**Request:** Revise the records below by replacing each occurrence of "Domain" with "Area", leaving every other part unchanged.

**Material provided:**
******************************

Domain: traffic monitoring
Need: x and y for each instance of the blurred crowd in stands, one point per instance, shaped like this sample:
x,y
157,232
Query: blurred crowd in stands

******************************

**Solution to this exercise:**
Area: traffic monitoring
Need: x and y for each instance of the blurred crowd in stands, one point per instance, shaped like this sample:
x,y
157,232
Query: blurred crowd in stands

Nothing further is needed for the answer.